**** DATA FOR THIS EXERCISE

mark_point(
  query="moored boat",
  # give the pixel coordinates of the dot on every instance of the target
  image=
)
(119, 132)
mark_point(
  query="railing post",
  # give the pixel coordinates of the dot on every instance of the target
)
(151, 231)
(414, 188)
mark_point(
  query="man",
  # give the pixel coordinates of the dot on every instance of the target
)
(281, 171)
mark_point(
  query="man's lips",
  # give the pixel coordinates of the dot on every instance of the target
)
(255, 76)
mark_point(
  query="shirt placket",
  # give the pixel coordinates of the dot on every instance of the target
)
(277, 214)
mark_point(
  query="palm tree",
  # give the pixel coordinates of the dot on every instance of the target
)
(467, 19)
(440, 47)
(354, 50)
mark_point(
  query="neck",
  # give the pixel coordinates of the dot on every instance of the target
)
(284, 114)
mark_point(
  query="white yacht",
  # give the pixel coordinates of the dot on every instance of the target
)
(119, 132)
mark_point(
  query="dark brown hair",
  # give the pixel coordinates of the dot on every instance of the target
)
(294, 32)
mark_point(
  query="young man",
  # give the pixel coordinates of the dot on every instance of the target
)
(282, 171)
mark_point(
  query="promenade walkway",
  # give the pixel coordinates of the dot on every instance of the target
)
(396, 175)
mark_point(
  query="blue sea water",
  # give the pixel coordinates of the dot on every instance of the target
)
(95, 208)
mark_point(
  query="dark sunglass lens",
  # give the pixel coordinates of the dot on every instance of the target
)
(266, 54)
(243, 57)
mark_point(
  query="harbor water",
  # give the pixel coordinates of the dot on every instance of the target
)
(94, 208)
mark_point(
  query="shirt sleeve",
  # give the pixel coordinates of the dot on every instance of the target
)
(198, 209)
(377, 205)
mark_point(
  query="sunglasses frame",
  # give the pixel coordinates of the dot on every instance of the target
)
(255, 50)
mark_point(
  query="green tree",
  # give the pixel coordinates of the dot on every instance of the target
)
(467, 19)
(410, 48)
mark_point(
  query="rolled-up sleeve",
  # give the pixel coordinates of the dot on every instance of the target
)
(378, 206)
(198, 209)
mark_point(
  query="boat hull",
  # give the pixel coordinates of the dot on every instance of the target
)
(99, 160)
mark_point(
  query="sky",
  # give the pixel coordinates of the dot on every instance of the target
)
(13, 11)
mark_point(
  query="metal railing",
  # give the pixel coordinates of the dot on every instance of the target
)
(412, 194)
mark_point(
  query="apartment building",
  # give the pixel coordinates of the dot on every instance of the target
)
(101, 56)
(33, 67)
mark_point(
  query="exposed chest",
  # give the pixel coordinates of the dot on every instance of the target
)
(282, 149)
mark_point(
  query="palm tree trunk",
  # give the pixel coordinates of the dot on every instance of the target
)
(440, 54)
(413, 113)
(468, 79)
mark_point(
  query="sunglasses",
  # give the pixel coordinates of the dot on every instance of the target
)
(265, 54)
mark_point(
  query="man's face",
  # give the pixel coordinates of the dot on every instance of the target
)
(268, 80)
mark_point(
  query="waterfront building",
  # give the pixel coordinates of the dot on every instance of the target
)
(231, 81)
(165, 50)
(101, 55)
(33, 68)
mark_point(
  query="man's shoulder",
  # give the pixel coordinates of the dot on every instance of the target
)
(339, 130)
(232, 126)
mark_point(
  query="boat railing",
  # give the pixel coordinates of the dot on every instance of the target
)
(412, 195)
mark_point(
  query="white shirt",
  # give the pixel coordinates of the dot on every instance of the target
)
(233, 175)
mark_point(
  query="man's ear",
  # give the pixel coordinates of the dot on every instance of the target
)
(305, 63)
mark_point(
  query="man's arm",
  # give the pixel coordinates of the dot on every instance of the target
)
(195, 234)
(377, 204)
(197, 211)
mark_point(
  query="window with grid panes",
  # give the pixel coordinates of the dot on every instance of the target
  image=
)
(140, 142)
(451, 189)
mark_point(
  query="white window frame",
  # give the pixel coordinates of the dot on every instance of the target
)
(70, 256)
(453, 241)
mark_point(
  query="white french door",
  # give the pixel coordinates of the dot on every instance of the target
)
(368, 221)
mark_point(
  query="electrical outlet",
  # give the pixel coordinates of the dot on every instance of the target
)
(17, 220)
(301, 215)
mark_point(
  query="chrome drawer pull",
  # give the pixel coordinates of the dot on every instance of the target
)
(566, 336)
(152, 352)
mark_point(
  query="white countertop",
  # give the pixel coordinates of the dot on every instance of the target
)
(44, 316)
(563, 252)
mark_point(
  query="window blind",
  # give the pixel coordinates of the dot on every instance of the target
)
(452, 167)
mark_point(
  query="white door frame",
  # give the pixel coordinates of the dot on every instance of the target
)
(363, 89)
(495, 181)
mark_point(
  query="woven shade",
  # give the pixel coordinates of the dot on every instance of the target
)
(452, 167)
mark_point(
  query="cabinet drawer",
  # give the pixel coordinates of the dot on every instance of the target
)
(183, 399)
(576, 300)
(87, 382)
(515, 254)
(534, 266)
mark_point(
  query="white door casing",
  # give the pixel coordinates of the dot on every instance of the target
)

********

_WHAT IS NEEDED_
Go through the entries line by line and count those with "sleeve". Give only the count.

_WRITTEN RESPONSE_
2